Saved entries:
[Start of section]
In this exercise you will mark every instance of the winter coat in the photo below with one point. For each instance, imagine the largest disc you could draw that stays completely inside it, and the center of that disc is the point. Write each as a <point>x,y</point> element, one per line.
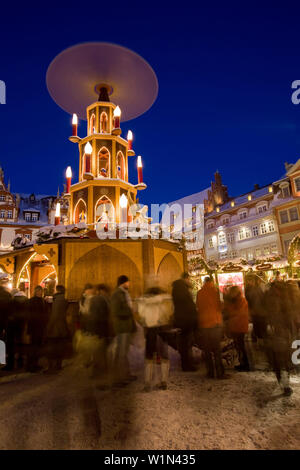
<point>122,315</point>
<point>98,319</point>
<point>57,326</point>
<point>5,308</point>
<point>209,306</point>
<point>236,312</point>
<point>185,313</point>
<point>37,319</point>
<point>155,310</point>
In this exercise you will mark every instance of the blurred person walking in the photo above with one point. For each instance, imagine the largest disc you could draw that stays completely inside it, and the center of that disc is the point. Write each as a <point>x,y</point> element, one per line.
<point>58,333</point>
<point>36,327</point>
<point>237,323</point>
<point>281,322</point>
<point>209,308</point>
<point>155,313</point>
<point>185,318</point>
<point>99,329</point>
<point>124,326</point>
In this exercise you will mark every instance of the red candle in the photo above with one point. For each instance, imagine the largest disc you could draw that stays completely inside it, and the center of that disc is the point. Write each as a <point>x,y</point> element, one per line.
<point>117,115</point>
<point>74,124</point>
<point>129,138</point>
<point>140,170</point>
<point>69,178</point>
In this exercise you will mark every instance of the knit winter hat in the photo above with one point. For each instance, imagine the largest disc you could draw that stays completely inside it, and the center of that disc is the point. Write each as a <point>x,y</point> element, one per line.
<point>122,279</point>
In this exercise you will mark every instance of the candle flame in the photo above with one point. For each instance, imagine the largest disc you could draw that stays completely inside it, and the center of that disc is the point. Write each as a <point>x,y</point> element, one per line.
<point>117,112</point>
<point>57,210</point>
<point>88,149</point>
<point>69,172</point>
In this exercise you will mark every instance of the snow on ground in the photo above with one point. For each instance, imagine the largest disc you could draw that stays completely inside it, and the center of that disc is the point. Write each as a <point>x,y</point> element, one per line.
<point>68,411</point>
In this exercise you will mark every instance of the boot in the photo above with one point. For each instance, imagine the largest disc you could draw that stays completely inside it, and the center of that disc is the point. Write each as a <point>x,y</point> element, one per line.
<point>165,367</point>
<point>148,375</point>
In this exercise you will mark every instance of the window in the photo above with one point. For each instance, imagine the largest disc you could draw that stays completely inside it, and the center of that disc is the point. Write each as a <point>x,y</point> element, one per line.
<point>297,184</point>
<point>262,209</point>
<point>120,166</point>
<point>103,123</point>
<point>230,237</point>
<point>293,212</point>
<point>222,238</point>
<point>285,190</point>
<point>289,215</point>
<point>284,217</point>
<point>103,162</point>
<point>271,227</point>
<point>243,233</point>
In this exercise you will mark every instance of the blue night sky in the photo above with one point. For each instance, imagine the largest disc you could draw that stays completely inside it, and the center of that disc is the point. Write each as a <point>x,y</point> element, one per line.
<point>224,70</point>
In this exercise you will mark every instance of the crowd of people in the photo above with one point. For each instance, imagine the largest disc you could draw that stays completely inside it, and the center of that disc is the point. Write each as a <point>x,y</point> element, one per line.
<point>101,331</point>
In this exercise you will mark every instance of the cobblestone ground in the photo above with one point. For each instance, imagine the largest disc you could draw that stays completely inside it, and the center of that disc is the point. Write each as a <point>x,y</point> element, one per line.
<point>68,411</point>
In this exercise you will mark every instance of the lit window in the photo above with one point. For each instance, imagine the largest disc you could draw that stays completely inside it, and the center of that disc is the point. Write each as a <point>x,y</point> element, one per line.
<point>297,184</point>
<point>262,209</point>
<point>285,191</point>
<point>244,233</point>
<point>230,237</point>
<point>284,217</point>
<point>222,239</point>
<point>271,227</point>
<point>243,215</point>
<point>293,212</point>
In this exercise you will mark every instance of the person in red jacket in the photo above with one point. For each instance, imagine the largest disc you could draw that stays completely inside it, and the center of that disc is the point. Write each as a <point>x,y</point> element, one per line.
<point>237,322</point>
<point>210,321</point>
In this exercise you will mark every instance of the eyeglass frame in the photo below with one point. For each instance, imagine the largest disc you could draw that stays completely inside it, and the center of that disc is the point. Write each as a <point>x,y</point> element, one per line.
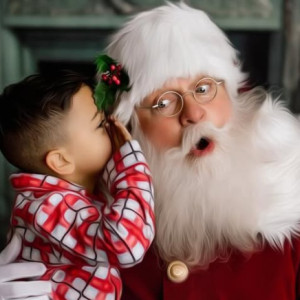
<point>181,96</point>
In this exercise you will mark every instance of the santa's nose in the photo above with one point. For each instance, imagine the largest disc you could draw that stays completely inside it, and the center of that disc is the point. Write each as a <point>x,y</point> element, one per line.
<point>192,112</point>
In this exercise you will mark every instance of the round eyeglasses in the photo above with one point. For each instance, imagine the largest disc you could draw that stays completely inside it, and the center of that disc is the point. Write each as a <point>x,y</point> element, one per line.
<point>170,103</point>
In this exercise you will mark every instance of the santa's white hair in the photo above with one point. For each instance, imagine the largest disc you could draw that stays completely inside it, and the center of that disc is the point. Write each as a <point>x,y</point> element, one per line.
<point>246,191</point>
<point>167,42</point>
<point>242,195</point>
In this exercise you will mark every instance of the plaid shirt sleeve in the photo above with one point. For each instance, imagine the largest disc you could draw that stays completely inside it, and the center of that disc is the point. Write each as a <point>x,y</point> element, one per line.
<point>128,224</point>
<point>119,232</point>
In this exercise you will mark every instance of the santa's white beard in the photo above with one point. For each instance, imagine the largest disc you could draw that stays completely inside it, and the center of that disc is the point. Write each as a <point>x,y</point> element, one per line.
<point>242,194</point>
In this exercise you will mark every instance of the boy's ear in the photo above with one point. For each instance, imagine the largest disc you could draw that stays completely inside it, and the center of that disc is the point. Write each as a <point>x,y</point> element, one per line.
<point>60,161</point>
[End of section]
WHAT TO PRODUCE => Once the pictures are removed, repeat all of the data above exactly.

RESPONSE AREA =>
In this exercise you will mark every instance of the winter coat in the photo below with one point. For each instance, imagine the largest disc you could draw that stays completely inside it, and the center of that disc is the point. Write each as a <point>x,y</point> element, one per line.
<point>122,315</point>
<point>98,319</point>
<point>57,326</point>
<point>5,308</point>
<point>209,306</point>
<point>236,312</point>
<point>185,313</point>
<point>37,319</point>
<point>155,310</point>
In this exercise you will mark every instance of the blurred person walking in the photo above with one point. For each instance, imagine the largest disc you could draw that stays completely inside it, and the center of that disc is the point. Write each as a <point>x,y</point> element, one per line.
<point>58,333</point>
<point>36,327</point>
<point>237,323</point>
<point>281,322</point>
<point>209,308</point>
<point>155,313</point>
<point>185,318</point>
<point>99,329</point>
<point>124,326</point>
In this exercise you will mark every instance of the red candle in the photo above with one point. For each instance, imagine the largest disc you could draw that stays completely inside it, and the center of that disc is the point. Write each as a <point>x,y</point> element, one per line.
<point>117,115</point>
<point>74,124</point>
<point>129,138</point>
<point>140,170</point>
<point>69,178</point>
In this exercise you will mark every instance of the knit winter hat in the photo above with one point. For each instance, imagine the largest disc you could draw that stays completely inside it, and the center of that disc is the point. Write each as a <point>x,y</point> element, one per line.
<point>122,279</point>
In this exercise you will mark every instance of the candle flame in the photo above with one point. For each instance, imagine the largest disc you could draw that stays completely inside it, and the center of that disc is the point. Write each as a <point>x,y</point> element, one per line.
<point>117,112</point>
<point>57,210</point>
<point>88,149</point>
<point>69,172</point>
In this exercise you will mark every instance of the snow on ground in the photo above with one point. For each instance, imagine the largest disc you could draw that stays completely inside it, and the center of that disc is the point. Write each as a <point>x,y</point> element, one per line.
<point>68,411</point>
In this exercise you will mark every instance of the boot in the photo above with one point. For each instance, imagine the largest disc you could draw that stays completely inside it, and the center of that disc is the point. Write each as a <point>x,y</point> element, one per line.
<point>165,367</point>
<point>148,375</point>
In this exercise you will mark every instance of the window in the photo above with one point. For each instance, imagine the largest disc you could draw that stays completely inside it, and the center of that disc is the point. Write each as a <point>x,y</point> element, one per line.
<point>297,184</point>
<point>262,209</point>
<point>120,166</point>
<point>103,123</point>
<point>230,237</point>
<point>293,212</point>
<point>222,238</point>
<point>285,190</point>
<point>289,215</point>
<point>284,217</point>
<point>103,162</point>
<point>271,227</point>
<point>243,233</point>
In this exercise you will mark every instance of the blue night sky in the photo above with one point. For each instance, imagine the largest disc you could draw that stays completely inside it, and the center of that disc is the point. Write each as a <point>x,y</point> element, one per line.
<point>224,70</point>
In this exercise you will mark every instance of the crowd of people in the photo above with one point. For each instance, imagine the largest disc you could draw that stays completely inside it, and the center of that disc is the point. Write each as a <point>x,y</point> element, one per line.
<point>101,331</point>
In this exercise you will mark every instance of the cobblestone ground in the photo above with one point. For each instance, imagine the largest disc you could draw that stays completely inside it, and the center of that disc is the point. Write each as a <point>x,y</point> element, one per line.
<point>68,411</point>
In this exercise you will mark every instance of the lit window in the photo above with one point. For each instance, imagine the largest disc you could draw that stays completely inside it, and the center of that disc is the point. Write each as a <point>x,y</point> element, one per line.
<point>297,184</point>
<point>262,209</point>
<point>285,191</point>
<point>244,233</point>
<point>230,237</point>
<point>284,217</point>
<point>222,239</point>
<point>271,227</point>
<point>243,215</point>
<point>293,212</point>
In this exercise you will mark every instance of the person in red jacket in the photo above with one point. For each instance, imagine the largest disc you could draw that stays completely inside it, and the center of that disc is the point. Write each as a <point>x,y</point> element, one per line.
<point>237,322</point>
<point>210,321</point>
In this exercise you will mark every instance of the eyeglass frame in the photo below with one point. For each instance, imagine the largest disc you could draw that stays completely inside it, and the center of that disc is the point. Write each as a <point>x,y</point> element, one per line.
<point>181,96</point>
In this exercise you will mark every instance of the santa's nose in the photo above with one point. For each instance, imagine the largest disc you could draw that stays completely inside it, and the center of that disc is the point. Write each as a <point>x,y</point> element, one per line.
<point>192,112</point>
In this exercise you will mark every instance of the round eyeglasses in the photo above with one point. For each instance, imagine the largest disc you could draw that stays completely inside it, and the center of that disc is the point. Write each as a <point>x,y</point> element, one per line.
<point>170,103</point>
In this exercise you will mark every instance of the santa's white hair in the photo above with one point. For each instance, imagine the largest disc you could draw that stays completely inside it, and the center of that disc is the point. Write each as a <point>x,y</point> element, one per line.
<point>246,191</point>
<point>167,42</point>
<point>242,195</point>
In this exercise you will mark every instance of the plaid shirt sleeve in the photo above with one point. For each instance, imagine the largest disc you could draw that stays completely inside it, and the center of that disc is the point. Write each as a <point>x,y</point> element, one per line.
<point>128,224</point>
<point>119,232</point>
In this exercise you will mark every instance of the santa's white beard in the photo above with one point. For each instance, imagine the largest disc you could draw that stays completely inside it, and the center of that disc is the point. Write each as a <point>x,y</point> element, one per line.
<point>242,194</point>
In this exercise you will mark every instance of the boy's ear in the photo above with one point. For each instance, imagine the largest disc you could draw that stays completely inside it, and the center of that disc is the point. Write each as a <point>x,y</point> element, one per line.
<point>60,161</point>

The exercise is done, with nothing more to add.